Linda Picard Wood ’83, senior editor and print products manager for Merriam-Webster, explains, “We’re trying to capture the actual vocabulary of English speakers, not just put in trendy words to seem current.” That said, she admits, the criteria are “sometimes a matter of editorial judgment.” And according to Sarah Carragher ’16, an assistant editor for Merriam-Webster, “Each new entry is a collaborative effort.” When she submits a draft of a definition, it’s always reviewed by several other editors.
The English language is a big sprawling mess of a thing.
While it’s rare for words to get retired, it occasionally happens, especially in print versions where there are space constraints. A term might get removed because it’s deemed no longer necessary due to changes in technology or because it has fallen from common use. For example, “color film” was in the 1961 Third New International Dictionary, Unabridged version, but has since been removed because it’s now considered self-explanatory and the meaning can easily be determined from reading the entries for “color” and “film.”
Instead of being removed, some words’ definitions are updated or tagged to indicate that their meaning has changed. As Brewster explains, a word’s meaning may also need to be revised because of cultural shifts or increased awareness. “A note on the entries for idiot, imbecile, and moron now informs readers that these terms used to be technical descriptors, but have since been broadly rejected and are now considered offensive,” she adds. And while the word “troll” has been in the dictionary for a long time, newer senses of the term have only recently been added—like “to antagonize (others) online by deliberately posting inflammatory, irrelevant, or offensive comments or other disruptive content.”
It’s like the words are organisms and we’re just looking at what they do in their different contexts.
“We’re not trying to control the language or censor anyone. It’s not our role to decide what words people should use or how they should use them,” says Wood, “we’re just documenting it—we’re reporters.”
Susan Brady ’89MA, a senior editor at Merriam-Webster, explains, “We want to be objective … we just look at the words and the evidence in front of us and make decisions based on that.”
The dictionary as a public utility
In 1996 Merriam-Webster Online was launched, giving users full, free access to their dictionary and thesaurus—which continues to this day. “Having no paywall and making it free keeps it a public utility,” says Sokolowski. He adds that this also provides an important opportunity to collect data—to see how dictionary use is impacted by what’s happening in politics, sports, the environment, what’s happening in the country and in the world. The online dictionary includes “Top Lookups Right Now,” which tracks in real time what people are looking up, refreshed every 30 seconds. Events like the national spelling bee or a presidential debate motivate people to look up words in the moment, so they understand what’s being talked about.
“National stories provoke enormous vocabulary curiosity,” Sokolowski explains. For example, lookups of the word “indict” and “indictment” went up 700% on June 30 and July 1, 2021, as a grand jury indicted the Trump Organization and its chief financial officer. Lookups of the word “murraya” spiked 100,000% on July 8–9, 2021, because it was the final word spelled correctly by Zaila Avant-Garde, winning her the Scripps National Spelling Bee. Dictionary use also tells us a story. Sokolowski says, “It’s a cultural story, it’s a linguistic story, it’s a political story.”

[Records from a data source]

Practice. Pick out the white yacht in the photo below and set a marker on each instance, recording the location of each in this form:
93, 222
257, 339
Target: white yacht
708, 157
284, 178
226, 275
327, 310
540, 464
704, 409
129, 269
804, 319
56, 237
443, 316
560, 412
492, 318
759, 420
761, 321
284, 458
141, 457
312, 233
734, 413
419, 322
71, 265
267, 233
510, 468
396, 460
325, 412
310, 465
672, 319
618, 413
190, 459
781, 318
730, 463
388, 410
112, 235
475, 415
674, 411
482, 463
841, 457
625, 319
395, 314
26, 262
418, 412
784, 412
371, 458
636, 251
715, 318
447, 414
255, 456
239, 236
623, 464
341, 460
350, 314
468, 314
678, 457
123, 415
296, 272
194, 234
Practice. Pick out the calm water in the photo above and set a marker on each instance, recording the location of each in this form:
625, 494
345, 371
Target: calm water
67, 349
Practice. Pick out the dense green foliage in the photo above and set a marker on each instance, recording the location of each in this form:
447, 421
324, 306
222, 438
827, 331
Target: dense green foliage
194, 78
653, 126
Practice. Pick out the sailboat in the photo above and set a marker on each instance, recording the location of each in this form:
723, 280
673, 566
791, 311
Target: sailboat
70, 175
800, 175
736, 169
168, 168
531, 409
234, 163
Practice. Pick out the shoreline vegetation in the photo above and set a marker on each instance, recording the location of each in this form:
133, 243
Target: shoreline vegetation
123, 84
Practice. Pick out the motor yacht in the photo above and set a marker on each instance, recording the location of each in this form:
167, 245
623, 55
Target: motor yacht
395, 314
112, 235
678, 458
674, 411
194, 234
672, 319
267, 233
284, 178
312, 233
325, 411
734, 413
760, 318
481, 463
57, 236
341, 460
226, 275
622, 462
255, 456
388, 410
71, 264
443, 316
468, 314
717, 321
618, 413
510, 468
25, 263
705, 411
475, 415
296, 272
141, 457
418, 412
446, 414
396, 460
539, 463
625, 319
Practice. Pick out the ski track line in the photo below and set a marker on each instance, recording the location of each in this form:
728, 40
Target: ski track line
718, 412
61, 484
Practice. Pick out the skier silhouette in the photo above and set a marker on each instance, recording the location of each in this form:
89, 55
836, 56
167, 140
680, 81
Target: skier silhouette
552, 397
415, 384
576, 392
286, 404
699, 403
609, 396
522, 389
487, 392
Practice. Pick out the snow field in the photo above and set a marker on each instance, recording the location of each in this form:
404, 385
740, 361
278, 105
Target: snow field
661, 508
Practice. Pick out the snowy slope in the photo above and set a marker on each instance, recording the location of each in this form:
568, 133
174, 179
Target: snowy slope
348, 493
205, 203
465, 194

== Problems and tasks ==
1. Transcribe the stretch of the dictionary article from "Instead of being" through "their different contexts.".
2. According to the dictionary article, how often is the "Top Lookups Right Now" list refreshed?

== Solutions in order ==
1.
Instead of being removed, some words’ definitions are updated or tagged to indicate that their meaning has changed. As Brewster explains, a word’s meaning may also need to be revised because of cultural shifts or increased awareness. “A note on the entries for idiot, imbecile, and moron now informs readers that these terms used to be technical descriptors, but have since been broadly rejected and are now considered offensive,” she adds. And while the word “troll” has been in the dictionary for a long time, newer senses of the term have only recently been added—like “to antagonize (others) online by deliberately posting inflammatory, irrelevant, or offensive comments or other disruptive content.”
It’s like the words are organisms and we’re just looking at what they do in their different contexts.

2. Every 30 seconds.